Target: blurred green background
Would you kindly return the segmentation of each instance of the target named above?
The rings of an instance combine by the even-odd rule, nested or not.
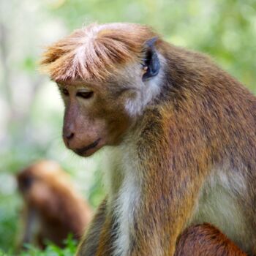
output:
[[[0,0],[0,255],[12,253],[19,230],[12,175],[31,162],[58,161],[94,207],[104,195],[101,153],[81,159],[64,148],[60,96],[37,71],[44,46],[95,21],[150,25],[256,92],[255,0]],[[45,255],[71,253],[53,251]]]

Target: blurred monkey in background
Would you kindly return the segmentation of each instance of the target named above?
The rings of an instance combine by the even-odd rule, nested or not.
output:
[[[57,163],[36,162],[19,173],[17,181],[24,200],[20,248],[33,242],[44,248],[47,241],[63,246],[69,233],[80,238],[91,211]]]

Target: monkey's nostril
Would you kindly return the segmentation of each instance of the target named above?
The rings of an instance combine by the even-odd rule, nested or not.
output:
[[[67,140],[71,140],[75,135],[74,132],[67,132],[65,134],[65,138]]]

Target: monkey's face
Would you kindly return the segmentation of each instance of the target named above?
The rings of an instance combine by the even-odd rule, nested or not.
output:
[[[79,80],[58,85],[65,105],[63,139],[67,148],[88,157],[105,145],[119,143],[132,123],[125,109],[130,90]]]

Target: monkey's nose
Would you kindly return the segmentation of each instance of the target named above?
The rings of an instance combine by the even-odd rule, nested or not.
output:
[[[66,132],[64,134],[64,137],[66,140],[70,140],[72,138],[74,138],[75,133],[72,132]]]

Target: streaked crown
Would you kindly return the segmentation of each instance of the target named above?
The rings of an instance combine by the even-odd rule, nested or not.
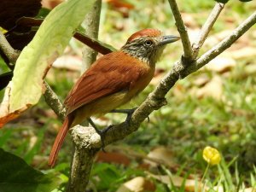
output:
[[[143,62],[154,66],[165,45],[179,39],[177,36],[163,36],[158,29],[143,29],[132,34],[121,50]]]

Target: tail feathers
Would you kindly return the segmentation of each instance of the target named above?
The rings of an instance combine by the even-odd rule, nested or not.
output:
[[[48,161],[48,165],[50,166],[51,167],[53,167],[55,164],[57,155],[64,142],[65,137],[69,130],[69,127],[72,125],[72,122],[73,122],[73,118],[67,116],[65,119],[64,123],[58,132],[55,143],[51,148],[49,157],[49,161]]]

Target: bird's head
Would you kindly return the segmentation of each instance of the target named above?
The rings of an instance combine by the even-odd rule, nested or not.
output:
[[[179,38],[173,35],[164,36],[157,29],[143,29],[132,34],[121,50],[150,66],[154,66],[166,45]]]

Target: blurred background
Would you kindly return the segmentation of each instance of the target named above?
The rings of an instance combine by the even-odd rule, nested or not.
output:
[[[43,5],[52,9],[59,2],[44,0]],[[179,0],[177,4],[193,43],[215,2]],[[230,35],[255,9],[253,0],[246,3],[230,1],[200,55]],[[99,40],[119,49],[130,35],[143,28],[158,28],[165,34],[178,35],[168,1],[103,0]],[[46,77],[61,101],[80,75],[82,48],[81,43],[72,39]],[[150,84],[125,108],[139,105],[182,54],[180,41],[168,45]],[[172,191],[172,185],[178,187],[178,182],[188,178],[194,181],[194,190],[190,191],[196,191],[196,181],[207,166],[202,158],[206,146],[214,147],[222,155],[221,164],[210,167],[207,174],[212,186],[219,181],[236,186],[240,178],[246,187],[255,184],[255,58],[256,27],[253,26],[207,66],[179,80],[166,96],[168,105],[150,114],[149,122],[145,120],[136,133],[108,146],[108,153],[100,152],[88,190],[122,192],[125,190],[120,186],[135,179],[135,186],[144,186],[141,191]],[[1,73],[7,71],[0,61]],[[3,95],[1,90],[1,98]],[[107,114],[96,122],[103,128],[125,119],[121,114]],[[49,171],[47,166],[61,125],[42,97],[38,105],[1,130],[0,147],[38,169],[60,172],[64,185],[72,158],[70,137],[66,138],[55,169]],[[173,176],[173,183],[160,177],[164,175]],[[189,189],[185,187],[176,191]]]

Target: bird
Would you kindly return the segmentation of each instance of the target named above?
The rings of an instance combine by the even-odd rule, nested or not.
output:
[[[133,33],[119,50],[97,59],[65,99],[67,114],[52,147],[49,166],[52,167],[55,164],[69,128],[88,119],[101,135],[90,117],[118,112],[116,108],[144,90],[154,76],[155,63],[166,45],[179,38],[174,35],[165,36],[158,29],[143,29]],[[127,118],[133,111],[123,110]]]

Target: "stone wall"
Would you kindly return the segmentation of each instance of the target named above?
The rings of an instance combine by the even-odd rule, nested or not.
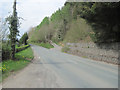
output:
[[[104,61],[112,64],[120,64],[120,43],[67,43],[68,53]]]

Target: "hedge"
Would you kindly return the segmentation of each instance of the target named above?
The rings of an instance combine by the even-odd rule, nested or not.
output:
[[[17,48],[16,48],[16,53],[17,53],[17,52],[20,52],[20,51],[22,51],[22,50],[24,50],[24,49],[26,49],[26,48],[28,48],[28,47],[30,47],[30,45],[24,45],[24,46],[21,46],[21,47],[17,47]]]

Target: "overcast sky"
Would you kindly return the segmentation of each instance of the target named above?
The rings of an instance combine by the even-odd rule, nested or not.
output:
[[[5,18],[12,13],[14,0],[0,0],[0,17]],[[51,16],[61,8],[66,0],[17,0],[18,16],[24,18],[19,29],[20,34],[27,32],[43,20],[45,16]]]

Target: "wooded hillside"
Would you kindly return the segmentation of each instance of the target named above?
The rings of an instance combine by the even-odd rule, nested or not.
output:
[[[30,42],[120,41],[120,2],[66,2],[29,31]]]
------------
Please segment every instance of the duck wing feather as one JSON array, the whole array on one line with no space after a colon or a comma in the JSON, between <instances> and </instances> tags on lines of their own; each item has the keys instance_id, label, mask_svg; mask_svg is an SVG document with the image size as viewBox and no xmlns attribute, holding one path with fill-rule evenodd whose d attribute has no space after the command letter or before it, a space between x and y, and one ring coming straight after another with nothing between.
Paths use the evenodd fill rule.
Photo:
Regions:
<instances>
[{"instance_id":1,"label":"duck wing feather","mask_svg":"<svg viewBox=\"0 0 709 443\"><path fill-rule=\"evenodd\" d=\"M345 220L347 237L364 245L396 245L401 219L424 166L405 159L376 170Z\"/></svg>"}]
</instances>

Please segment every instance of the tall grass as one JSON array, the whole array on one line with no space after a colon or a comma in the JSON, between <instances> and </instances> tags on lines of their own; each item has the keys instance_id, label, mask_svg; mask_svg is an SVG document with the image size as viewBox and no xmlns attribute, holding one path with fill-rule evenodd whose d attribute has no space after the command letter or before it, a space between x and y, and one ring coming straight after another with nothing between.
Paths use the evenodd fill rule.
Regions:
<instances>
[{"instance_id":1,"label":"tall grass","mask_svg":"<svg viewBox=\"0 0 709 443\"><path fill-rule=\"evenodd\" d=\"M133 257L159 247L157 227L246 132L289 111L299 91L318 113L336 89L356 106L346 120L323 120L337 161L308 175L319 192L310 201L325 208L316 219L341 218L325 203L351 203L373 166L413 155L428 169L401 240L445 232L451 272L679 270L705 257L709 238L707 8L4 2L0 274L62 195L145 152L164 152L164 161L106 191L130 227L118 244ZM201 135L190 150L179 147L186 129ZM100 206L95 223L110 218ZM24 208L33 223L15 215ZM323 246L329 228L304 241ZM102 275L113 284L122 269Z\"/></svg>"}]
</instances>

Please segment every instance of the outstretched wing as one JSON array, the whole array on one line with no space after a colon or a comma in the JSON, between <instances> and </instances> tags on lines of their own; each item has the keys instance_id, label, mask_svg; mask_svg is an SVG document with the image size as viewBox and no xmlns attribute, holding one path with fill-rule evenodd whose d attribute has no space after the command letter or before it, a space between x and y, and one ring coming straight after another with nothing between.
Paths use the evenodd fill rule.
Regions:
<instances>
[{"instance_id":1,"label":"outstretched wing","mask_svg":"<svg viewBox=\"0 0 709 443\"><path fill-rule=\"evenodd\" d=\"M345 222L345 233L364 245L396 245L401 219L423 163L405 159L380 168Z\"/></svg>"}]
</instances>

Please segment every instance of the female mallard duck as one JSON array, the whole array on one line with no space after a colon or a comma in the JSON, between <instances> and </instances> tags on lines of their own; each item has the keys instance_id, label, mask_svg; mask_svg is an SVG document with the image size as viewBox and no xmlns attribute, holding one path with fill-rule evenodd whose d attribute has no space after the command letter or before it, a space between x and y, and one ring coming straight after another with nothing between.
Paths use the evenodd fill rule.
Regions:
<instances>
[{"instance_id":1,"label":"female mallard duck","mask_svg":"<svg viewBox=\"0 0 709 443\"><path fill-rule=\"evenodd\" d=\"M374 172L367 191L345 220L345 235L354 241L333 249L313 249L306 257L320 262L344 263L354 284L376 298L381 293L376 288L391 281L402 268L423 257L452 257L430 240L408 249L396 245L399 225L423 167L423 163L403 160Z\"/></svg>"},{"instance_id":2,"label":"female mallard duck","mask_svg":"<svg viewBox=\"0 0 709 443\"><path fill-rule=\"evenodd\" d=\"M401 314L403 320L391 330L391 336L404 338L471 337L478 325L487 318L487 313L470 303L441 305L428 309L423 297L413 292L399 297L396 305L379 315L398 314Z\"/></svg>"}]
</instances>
------------
- What the exercise asks
Which lines in the records above contain the word "outstretched"? Copy each of them.

- Answer
Please segment every instance of the outstretched wing as one JSON array, the whole array on one line with no space after a colon or a comma in the JSON, between <instances> and </instances> tags on lines of their own; each item has the keys instance_id, label, mask_svg; mask_svg is an SVG document with the image size as viewBox and no xmlns attribute, holding one path with fill-rule evenodd whose d attribute has no space after the command letter or before it, a space between x and y, and one ring coming straight after another with nothing between.
[{"instance_id":1,"label":"outstretched wing","mask_svg":"<svg viewBox=\"0 0 709 443\"><path fill-rule=\"evenodd\" d=\"M345 222L345 233L364 245L396 245L401 219L423 163L405 159L380 168Z\"/></svg>"}]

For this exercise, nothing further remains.